§ **Instruction**:
Pick out every line below that contains the word "forest", and copy each one in full.

§ **Input records**:
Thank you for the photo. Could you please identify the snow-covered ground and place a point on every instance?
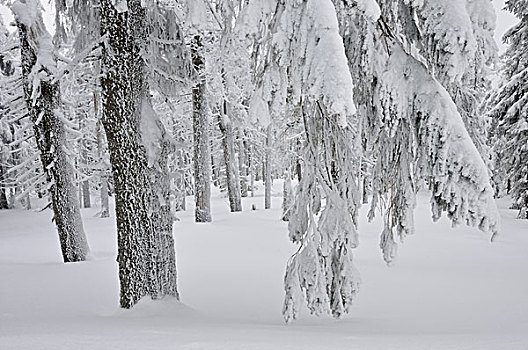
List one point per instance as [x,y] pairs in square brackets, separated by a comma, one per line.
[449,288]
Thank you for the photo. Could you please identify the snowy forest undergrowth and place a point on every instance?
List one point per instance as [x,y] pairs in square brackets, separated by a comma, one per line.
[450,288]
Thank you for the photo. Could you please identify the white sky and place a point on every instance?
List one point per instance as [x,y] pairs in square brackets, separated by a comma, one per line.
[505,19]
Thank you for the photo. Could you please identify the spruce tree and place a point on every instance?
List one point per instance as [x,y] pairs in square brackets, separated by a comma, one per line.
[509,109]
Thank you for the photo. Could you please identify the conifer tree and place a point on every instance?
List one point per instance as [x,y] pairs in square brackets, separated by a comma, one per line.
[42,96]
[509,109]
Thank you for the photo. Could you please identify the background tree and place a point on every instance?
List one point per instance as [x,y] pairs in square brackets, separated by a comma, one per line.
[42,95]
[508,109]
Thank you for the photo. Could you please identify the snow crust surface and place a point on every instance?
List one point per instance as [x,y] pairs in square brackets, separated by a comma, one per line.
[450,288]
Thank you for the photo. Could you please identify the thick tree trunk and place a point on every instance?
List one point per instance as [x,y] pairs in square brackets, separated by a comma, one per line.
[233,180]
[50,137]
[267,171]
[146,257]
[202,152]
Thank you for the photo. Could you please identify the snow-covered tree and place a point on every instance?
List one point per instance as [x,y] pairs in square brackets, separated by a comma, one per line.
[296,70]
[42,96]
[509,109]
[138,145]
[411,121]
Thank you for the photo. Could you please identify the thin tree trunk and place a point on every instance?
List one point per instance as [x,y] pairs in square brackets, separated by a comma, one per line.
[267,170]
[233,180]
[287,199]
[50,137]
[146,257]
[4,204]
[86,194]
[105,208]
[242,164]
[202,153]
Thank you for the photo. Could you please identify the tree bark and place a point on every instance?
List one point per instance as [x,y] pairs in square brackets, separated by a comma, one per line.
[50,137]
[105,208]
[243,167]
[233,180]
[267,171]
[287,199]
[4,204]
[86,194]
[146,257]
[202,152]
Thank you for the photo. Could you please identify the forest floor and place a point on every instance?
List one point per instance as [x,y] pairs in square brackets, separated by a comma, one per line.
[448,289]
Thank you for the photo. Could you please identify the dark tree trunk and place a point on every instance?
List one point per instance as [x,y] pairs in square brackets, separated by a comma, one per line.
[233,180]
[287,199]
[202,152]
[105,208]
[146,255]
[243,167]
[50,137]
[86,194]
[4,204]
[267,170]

==

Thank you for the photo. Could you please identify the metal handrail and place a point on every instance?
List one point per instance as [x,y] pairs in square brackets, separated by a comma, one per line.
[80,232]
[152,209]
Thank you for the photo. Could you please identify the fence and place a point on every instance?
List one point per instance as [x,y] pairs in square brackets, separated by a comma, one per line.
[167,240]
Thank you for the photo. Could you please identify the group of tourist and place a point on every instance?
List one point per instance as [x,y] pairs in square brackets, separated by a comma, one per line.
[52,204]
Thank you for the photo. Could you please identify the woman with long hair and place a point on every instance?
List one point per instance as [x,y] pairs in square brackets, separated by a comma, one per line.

==

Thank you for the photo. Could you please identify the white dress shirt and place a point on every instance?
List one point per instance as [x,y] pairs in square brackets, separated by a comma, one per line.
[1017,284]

§ **Correct response**:
Thank you for the photo. Could you please identify the snowy forest undergrowth and place a point on every instance?
Thank you for the photo. Could you please identify the forest floor and place a point on every instance?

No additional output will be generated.